## Task to complete
Retype the records below exactly as they appear, but leave out any pictures.

## Coordinate annotation records
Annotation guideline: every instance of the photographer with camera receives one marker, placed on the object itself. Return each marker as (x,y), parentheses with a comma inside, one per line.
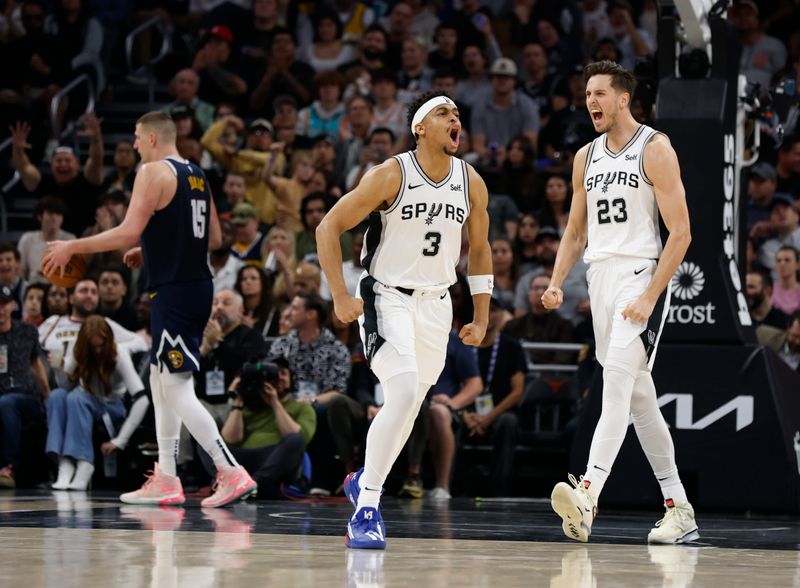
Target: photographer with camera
(267,430)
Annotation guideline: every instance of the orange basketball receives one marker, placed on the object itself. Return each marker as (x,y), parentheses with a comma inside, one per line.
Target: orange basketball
(74,272)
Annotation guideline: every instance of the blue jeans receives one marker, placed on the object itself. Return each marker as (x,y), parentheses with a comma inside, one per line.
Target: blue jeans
(71,416)
(16,410)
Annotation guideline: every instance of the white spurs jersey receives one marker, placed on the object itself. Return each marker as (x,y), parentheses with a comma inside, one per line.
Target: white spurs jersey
(620,200)
(416,242)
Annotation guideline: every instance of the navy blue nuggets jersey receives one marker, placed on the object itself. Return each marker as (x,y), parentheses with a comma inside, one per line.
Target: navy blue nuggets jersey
(175,251)
(175,242)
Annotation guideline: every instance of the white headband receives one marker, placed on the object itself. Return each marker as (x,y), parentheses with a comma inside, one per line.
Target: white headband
(423,110)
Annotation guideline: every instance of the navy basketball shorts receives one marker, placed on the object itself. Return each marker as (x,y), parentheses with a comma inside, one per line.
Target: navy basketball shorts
(417,326)
(613,284)
(178,315)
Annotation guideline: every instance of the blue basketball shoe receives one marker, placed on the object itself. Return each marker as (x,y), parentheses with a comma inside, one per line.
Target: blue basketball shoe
(365,530)
(351,487)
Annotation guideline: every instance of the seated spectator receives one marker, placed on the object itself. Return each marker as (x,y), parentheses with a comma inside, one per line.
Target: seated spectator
(525,243)
(790,352)
(475,88)
(247,162)
(351,270)
(261,311)
(389,113)
(218,79)
(124,172)
(380,146)
(762,55)
(502,365)
(327,52)
(354,130)
(760,189)
(321,367)
(58,333)
(785,221)
(633,42)
(10,276)
(100,375)
(268,431)
(576,292)
(56,301)
(759,301)
(113,289)
(307,279)
(23,384)
(250,244)
(517,174)
(505,270)
(446,54)
(77,189)
(542,326)
(284,74)
(786,293)
(558,198)
(323,116)
(505,114)
(313,209)
(438,422)
(415,75)
(541,85)
(33,304)
(49,214)
(112,206)
(280,263)
(184,87)
(233,190)
(289,192)
(787,169)
(79,37)
(223,263)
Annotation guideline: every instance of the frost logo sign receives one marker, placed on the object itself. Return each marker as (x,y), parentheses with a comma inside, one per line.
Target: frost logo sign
(687,284)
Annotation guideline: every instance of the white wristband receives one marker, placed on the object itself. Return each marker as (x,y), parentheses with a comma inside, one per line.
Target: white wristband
(483,284)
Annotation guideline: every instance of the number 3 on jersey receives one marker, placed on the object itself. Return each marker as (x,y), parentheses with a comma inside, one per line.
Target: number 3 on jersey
(199,218)
(604,209)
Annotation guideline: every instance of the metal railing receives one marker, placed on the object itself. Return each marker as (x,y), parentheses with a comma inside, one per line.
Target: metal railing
(143,73)
(55,105)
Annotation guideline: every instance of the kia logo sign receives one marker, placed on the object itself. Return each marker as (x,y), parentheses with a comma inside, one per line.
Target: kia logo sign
(688,281)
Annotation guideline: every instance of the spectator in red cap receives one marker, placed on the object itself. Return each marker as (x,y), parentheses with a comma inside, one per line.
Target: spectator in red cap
(212,62)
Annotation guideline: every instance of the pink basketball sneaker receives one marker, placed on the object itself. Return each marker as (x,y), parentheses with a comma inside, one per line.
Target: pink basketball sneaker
(160,488)
(232,483)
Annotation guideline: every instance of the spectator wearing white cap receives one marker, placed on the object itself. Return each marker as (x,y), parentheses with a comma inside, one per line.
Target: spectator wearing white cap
(504,115)
(762,55)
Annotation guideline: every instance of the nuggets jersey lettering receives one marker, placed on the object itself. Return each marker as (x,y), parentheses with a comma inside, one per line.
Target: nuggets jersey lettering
(175,241)
(621,203)
(417,241)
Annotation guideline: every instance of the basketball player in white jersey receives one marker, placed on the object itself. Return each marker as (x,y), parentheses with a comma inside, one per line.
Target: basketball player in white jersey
(417,203)
(621,182)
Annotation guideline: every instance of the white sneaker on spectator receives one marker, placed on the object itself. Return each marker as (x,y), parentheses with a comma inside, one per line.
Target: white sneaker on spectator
(576,506)
(66,470)
(439,493)
(232,483)
(159,488)
(677,526)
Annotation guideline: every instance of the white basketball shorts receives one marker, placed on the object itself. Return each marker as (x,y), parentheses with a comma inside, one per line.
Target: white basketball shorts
(613,284)
(416,325)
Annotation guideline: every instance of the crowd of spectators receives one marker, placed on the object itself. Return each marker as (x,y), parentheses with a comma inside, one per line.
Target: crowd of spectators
(286,105)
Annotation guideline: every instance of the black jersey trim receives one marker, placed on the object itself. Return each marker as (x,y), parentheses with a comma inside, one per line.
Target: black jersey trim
(402,189)
(628,144)
(425,176)
(641,158)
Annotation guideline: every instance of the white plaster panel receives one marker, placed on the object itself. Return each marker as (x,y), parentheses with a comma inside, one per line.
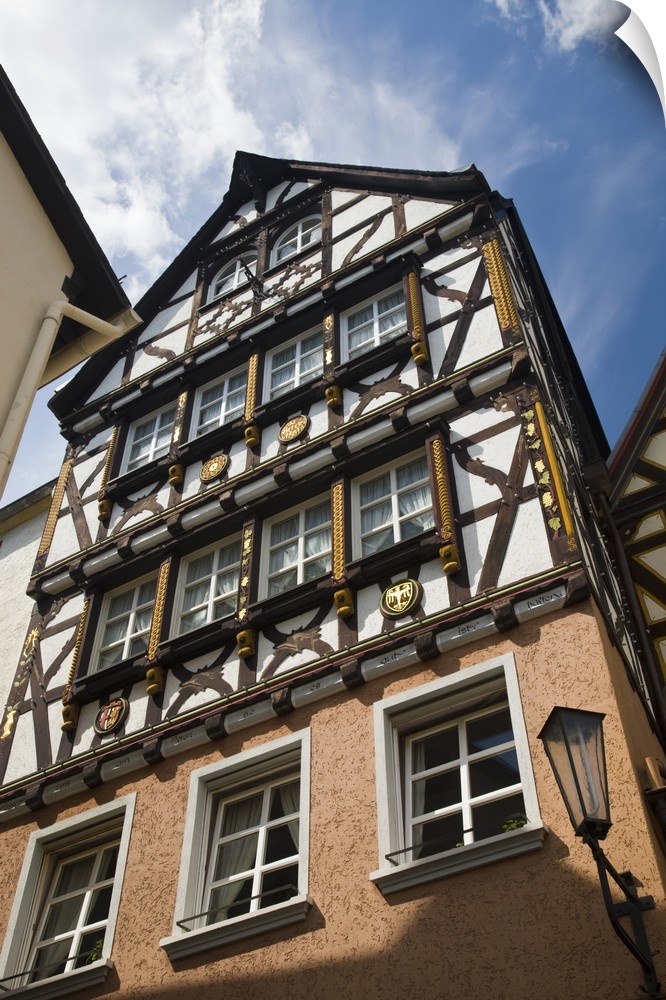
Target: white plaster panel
(85,733)
(438,342)
(167,318)
(90,470)
(17,555)
(23,756)
(482,339)
(477,420)
(266,650)
(117,511)
(294,280)
(173,342)
(223,314)
(341,197)
(384,234)
(187,286)
(245,214)
(51,647)
(472,490)
(370,618)
(417,211)
(528,552)
(138,702)
(476,538)
(110,381)
(274,193)
(362,211)
(435,587)
(64,541)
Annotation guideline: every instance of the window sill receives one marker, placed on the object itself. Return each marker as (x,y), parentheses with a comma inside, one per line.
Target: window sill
(66,983)
(192,942)
(506,845)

## Task solution
Annotation guideline: every instance of the photographer with camera receives one marker, placed on the object itself. Return each marker as (x,y), parentheses with a comma inside, one per line.
Target: photographer with camera
(267,430)
Annotation guideline: every instance of the orange basketball receives one marker, placed on the object itself. Return each marker as (x,y), parentheses with a comma inside, one per line.
Target: orange basketball
(74,272)
Annotation guideline: every instance of the blue jeans receives one marker, placed on the object itself. Return each marker as (x,y), parentheses with a comma inside, one per line.
Target: blue jeans
(71,416)
(16,410)
Annotation guideline: every instance of the white spurs jersey receives one marker, placed on the object itself. Return each marker as (x,y), parentheses with a comma inside, one per line.
Target: white spurs jersey
(620,200)
(416,242)
Annotation guideline: every instance of the navy blue nuggets jersey receives one marker, placed on the object itself. Return each marker as (x,y), parentheses with a comma inside, one per line.
Target: navy blue nuggets jersey
(175,251)
(175,242)
Annotation guideline: every instance of the white headband receives one marker, placed on the object itself. Return each marker as (x,y), parentheses with a comma inside, one per line.
Target: white headband
(423,110)
Annotation guideline: every instance of the navy basketball shorts receives one marker, placed on the object itself. Return each marker as (x,y), parentheses with a comma inside, one per line.
Target: navy basketball shorts
(417,326)
(613,284)
(178,315)
Annotation guideline: every instance of the blue basketball shoe receives one marker, placed on the object itself. Return each marker as (x,y), parentheses with a comma inside, one per line.
Target: blue basketball shoe
(365,530)
(351,487)
Annotation guideline: every instance of the seated spectator receives one marker, placed on the object itself. Return each marker as (x,y), parentheses with a comma inside, one per line.
Target: seated spectator
(525,243)
(790,352)
(475,88)
(247,162)
(351,270)
(261,311)
(389,113)
(218,79)
(124,172)
(380,146)
(762,55)
(502,365)
(327,52)
(354,130)
(760,189)
(321,367)
(58,333)
(785,221)
(633,42)
(10,276)
(100,375)
(268,431)
(576,292)
(56,301)
(759,301)
(113,289)
(307,279)
(23,384)
(250,244)
(517,174)
(505,270)
(446,54)
(77,189)
(542,326)
(284,74)
(786,293)
(558,198)
(323,116)
(505,114)
(313,209)
(438,422)
(415,75)
(541,85)
(33,304)
(49,214)
(112,206)
(280,263)
(184,87)
(233,190)
(289,192)
(787,169)
(79,37)
(223,263)
Annotation guideline: every instance of the frost logo sign receives one marker, placed on the object itself. Return each marker as (x,y), parentheses with a comma inside, one per line.
Target: frost logo sign
(687,284)
Annotation guideline: every instance of the white wristband receives one marker, placed on the object itself. Return each marker as (x,y), parentheses with a comma inside, one per line.
Target: white wristband
(483,284)
Annotation guideline: every instance of the number 3 on jersey receives one marker, placed on the object itself. Return each marker as (x,y), parentheses with a comma inside, one per line.
Target: number 3 on jersey
(199,218)
(604,209)
Annotation guideline: every instance of the metal railing receives one marker, placed on the object itself. Return each marker as (x,y), parentheses with a comma inside, one per line.
Target: metal railing
(143,73)
(55,105)
Annotation guideline: every instance of the kia logo sign receives one marker, placed on the object itself. Return each marker as (x,y), parentheses with a comma inside, one per line.
Target: kia logo sign
(688,281)
Annotation guideline: every instance of the spectator in red cap receives one marker, placed on the object itself. Return each marker as (x,y), parentheses with a comma inside, one per line.
Target: spectator in red cap
(212,62)
Annotation guideline: every instance of the pink basketball sneaker receives one marker, placed on the object itself. Return each marker as (x,y), parentheses with a comma inside, one per line.
Target: pink basketball sneaker
(160,488)
(232,483)
Annotation guideline: every instance of the spectator wearing white cap receives one marker, placed on the object itself. Return each marker as (x,y), parentheses with a comma inside, one per line.
Target: spectator wearing white cap
(504,115)
(762,55)
Annotation guideline: every instance of the nuggets jersey lettering receives one marker, placed on the object itself. Return each marker as (x,y), parentheses with a comma inside, one per line.
Target: nuggets jersey lettering
(175,241)
(621,203)
(417,241)
Annotation guideline: every instance of the basketball player in white jersey receives one marker, placed on the object itself. Return each marker as (x,y), parentheses with a comma inside, one per line.
Target: basketball player in white jersey
(417,203)
(621,182)
Annotation guideline: every instance of the white sneaker on spectator receives one marker, placed on the object itself. Return each marker as (x,y), parentheses with a comma inside, one per line.
Target: white sneaker on spectator
(576,506)
(66,470)
(439,493)
(232,483)
(159,488)
(677,526)
Annotation guideline: every instance of the white basketball shorts receives one marker, placed on the object itself. Return each marker as (x,y), parentheses with a comma inside, one per line.
Target: white basketball shorts
(613,284)
(416,325)
Annotation guideline: every instance of the crowd of spectators receives one marker, placed on the object itself. Return each marker as (x,y), parentheses with a comma inside, one per line.
Target: crowd of spectators
(286,105)
Annotation guideline: every instance of the black jersey trim receives one marker, placed on the object itself. Return each marker as (x,y), parentheses with a comma inside, one per line.
Target: black jersey trim
(402,189)
(628,144)
(425,176)
(641,158)
Annotation guideline: every instance of the white plaster panel receives one marker, placed on the object itself. Return each marker as (x,y), parentheses with a comma inside, one per line.
Target: white plaster panel
(85,733)
(438,342)
(167,318)
(90,470)
(17,555)
(23,756)
(482,339)
(477,420)
(266,650)
(117,511)
(294,280)
(173,342)
(223,314)
(341,197)
(384,234)
(187,286)
(245,214)
(51,647)
(472,490)
(370,618)
(417,211)
(528,552)
(138,702)
(476,538)
(110,381)
(274,193)
(362,211)
(435,587)
(64,541)
Annotation guideline: every instance of the window sill receives one marker, placed on the object itself. Return each marker as (x,y), parentheses with a comma inside, one per line.
Target: window sill
(66,983)
(192,942)
(506,845)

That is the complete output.